Given text
The Poppies in My Lapel Bit

The Cenotaph, Whitehall, London.

I slumbered while we cruised the Dardanelles…

I can’t believe it’s already (nearly) November! And within this eleventh month is the “eleventh hour of the eleventh day” – a time and date set aside to mark the end of World War I.  As the distance between us and that moment nears a century and several generations, how do we call to mind another important event that’s drifting beyond the scope of living memory?

I wasn’t around that long ago (although I’m getting to feel like my knees were…) but, luckily, a few life experiences help me span that distance so that I can remember too.

It’s known as Veterans Day here in the US – and it’s evolved into a day for honoring American veterans of all wars.

Dad the WWII vet!

Some of my deepest connections to the eleventh day have come through traveling – and quite by accident!  But that often happens with me.

Like my first time visiting Canada on Remembrance Day.  I went to play ice hockey and came home not just with one of my happiest tournament experiences, but also with the meaning behind the poppies I saw people wearing – and an appreciation for a poem.

While watching NHL games, I’d already noticed bright red poppies on the lapels of Canadian broadcasters this time of year – then I saw tons of them as I roamed the streets of Vancouver between games.  I didn’t know how the poppies were connected with Remembrance Day until I found a display in a local museum that included the poem  “In Flanders Fields” by Canadian physician John McCrae.  While serving in The Great War, he penned the haunting poem after the death in battle of a fellow countryman and, in it, he invokes the image of poppies blowing in the breeze among rows of crosses marking soldiers’ graves.

Now whenever I see a red poppy, I remember those soldiers and the duty to them that McCrae’s poem commands.

Films have also expanded my image of the First World War.  We’re now a century removed from the grisly battles around the Belgian village of Passchendaele – but depictions in Canadian Paul Gross’s 2008 film of the same name bring to heartbreaking life the trials faced and sacrifice displayed there.

And back in 1981, Australian Peter Weir’s Gallipoli proved a gripping education for the teenaged me in the events and nature of war.   Sporting a brand new driver’s license, I’d proudly driven with Mum to a little theatre in Berkeley to follow the journey of two young Aussies to World War I’s Turkish front.  Like some of the film’s characters, I’m afraid I didn’t know much about why Australian boys would be fighting in Turkey – and I’d have stumbled as they did over the names of towns where battles were being fought.

But ever after, names like Gallipoli remain devastatingly clear to me.  And in the wake of the film’s final tragic moments, I remember on the ride home keeping my new driver’s hands at 10 and 2 on the wheel while my shoulders still heaved with sobs as I thought on the terrible cost of war.

Some years later, a chance experience in London would bring that film to mind and hit me just as hard.

On November 11, 2003 – Armistice Day in Britain – I was in the middle of what I refer to as “the walk”.  Being fortunate to have visited London a fair number of times over the years, it’s become a ritual for me to get re-acquainted with my most favorite city and all its historic splendor by strolling from Leicester Square to Trafalgar Square and on down to Westminster Bridge on the River Thames.

On this day, I’d begun as usual by hitting the Leicester Square discount ticket booth to get a seat for a West End play (Stones in His Pockets – a hilariously poignant night of theatre!).

What you will do
Repeat the part of the poppies essay above starting at "The Cenotaph, Whitehall, London." and ending at "can remember too.".

Information provided
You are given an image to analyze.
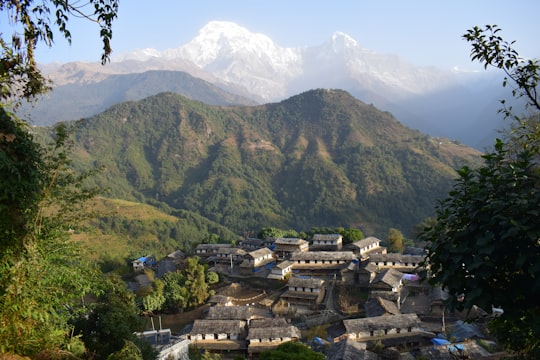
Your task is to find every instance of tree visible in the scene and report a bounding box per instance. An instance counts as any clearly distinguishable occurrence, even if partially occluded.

Solution for this problem
The Cenotaph, Whitehall, London.

I slumbered while we cruised the Dardanelles…

I can’t believe it’s already (nearly) November! And within this eleventh month is the “eleventh hour of the eleventh day” – a time and date set aside to mark the end of World War I.  As the distance between us and that moment nears a century and several generations, how do we call to mind another important event that’s drifting beyond the scope of living memory?

I wasn’t around that long ago (although I’m getting to feel like my knees were…) but, luckily, a few life experiences help me span that distance so that I can remember too.